Stored data entries

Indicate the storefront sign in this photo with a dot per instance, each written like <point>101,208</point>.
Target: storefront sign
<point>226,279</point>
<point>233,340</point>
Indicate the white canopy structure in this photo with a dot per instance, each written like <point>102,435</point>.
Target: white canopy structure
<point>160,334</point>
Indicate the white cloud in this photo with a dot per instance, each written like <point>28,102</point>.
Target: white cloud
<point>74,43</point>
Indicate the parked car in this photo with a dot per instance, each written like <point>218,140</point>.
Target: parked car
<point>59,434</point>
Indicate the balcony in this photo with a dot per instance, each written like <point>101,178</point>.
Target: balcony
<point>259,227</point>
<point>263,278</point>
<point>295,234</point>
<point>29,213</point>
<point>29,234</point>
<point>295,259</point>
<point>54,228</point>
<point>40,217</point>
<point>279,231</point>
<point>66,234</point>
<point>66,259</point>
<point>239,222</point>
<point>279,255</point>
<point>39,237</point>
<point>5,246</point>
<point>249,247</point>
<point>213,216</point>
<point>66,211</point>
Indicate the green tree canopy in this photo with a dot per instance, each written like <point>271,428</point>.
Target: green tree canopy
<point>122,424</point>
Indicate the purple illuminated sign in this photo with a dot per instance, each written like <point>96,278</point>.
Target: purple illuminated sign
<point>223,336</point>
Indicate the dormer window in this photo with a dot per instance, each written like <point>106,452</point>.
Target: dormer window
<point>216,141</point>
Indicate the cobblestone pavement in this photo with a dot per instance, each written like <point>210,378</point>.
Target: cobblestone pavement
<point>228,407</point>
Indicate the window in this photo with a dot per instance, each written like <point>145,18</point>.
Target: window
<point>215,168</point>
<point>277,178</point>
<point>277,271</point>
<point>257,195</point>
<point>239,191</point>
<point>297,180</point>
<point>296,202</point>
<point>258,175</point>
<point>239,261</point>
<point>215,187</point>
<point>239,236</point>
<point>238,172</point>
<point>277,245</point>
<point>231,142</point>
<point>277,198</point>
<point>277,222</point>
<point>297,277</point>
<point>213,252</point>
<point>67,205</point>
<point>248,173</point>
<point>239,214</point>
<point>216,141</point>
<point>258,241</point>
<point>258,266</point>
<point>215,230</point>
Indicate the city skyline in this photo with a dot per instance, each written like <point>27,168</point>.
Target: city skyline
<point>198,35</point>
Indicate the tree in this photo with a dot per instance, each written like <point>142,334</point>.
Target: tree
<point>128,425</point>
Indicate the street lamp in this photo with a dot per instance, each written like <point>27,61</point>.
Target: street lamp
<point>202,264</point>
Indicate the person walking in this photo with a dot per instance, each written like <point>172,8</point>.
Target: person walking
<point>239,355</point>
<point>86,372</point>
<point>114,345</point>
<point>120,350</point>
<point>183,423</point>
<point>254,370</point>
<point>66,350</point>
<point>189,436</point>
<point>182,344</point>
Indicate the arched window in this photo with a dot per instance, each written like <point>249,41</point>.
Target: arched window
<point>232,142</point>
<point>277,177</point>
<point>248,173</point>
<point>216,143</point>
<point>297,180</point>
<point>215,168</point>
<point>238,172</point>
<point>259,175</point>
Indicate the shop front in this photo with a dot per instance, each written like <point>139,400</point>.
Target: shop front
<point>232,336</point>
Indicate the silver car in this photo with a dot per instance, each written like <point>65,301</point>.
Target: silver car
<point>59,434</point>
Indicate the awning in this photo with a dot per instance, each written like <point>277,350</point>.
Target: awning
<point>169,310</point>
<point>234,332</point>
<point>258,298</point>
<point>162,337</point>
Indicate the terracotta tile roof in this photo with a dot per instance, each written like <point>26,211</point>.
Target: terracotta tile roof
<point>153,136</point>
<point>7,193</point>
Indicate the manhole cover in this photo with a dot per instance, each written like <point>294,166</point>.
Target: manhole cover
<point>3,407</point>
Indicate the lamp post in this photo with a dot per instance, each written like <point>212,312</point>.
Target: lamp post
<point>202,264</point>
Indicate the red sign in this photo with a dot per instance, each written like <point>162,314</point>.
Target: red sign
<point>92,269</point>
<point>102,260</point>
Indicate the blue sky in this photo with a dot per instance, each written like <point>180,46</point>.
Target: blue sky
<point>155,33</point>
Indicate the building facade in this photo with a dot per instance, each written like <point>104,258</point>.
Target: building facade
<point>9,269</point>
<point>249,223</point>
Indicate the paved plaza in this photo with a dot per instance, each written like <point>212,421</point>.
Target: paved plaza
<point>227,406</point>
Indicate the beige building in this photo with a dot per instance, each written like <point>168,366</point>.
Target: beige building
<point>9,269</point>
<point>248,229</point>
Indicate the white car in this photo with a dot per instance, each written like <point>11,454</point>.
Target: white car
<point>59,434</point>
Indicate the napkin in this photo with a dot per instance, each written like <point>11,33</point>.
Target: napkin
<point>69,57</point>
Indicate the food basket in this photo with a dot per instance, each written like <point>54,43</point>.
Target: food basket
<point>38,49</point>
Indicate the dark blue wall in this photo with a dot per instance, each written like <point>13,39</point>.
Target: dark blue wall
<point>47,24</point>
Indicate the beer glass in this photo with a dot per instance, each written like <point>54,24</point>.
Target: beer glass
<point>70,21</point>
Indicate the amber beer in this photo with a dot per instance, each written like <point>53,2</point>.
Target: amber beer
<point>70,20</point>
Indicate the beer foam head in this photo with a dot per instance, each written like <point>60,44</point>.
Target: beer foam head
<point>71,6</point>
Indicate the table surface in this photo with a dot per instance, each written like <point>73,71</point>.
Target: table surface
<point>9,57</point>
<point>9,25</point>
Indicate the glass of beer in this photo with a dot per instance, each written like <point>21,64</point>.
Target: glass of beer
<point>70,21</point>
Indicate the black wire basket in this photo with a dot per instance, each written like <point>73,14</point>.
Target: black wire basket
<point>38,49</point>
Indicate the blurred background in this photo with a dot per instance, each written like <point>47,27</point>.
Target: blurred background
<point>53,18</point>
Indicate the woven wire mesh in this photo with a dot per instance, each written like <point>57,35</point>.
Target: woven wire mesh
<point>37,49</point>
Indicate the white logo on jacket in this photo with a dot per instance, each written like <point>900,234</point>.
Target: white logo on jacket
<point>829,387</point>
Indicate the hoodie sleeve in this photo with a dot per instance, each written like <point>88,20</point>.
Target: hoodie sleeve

▸ **TASK GOAL**
Copy out every line of the data in which the word "hoodie" is found.

▸ **YOUR SOLUTION**
Indicate the hoodie sleeve in this photo with a dot per instance, each written like <point>88,20</point>.
Target: hoodie sleeve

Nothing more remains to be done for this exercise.